_PROVIDED DATA_:
Start of Block

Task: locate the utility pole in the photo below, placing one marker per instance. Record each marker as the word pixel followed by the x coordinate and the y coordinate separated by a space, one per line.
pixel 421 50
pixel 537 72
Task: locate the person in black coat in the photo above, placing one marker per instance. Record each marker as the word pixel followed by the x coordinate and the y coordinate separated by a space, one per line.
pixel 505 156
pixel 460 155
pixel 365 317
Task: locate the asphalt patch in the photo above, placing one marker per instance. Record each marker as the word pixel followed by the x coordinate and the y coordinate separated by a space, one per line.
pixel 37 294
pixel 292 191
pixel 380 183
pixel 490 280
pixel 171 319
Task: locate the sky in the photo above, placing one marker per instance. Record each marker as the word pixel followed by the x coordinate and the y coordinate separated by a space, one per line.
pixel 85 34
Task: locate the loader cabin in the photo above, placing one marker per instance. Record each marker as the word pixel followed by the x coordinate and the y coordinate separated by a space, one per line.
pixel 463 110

End of Block

_WHAT IS NEEDED_: In full and exactly, transcribe the material above.

_WRITTEN ANSWER_:
Task: locate the utility pole in the photo below, placing one marker per instance. Record each marker as the word pixel followed by the x coordinate and the y coordinate separated by a space, one per line.
pixel 421 50
pixel 537 72
Task: locate the person in black coat in the photo above, placing one marker per instance. Record each marker as the word pixel followed by the x coordinate and the y coordinate separated by a space, one per line.
pixel 505 156
pixel 460 155
pixel 365 317
Task: locate the asphalt patch in the photo above, placing one marker per instance. Record each marker as the word pixel followed by the x coordinate and the y coordinate separated by a space, one per line.
pixel 37 294
pixel 292 191
pixel 380 183
pixel 490 280
pixel 171 319
Task: locate the sky in the photo above, placing one marker per instance. Record each marker as the word pixel followed by the x coordinate and the y coordinate separated by a space, one per line.
pixel 85 34
Task: locate the loader cabin in the photo above, placing one marker per instance. Record each marker as the word pixel followed by the x coordinate and the y coordinate separated by a space, one per line.
pixel 463 110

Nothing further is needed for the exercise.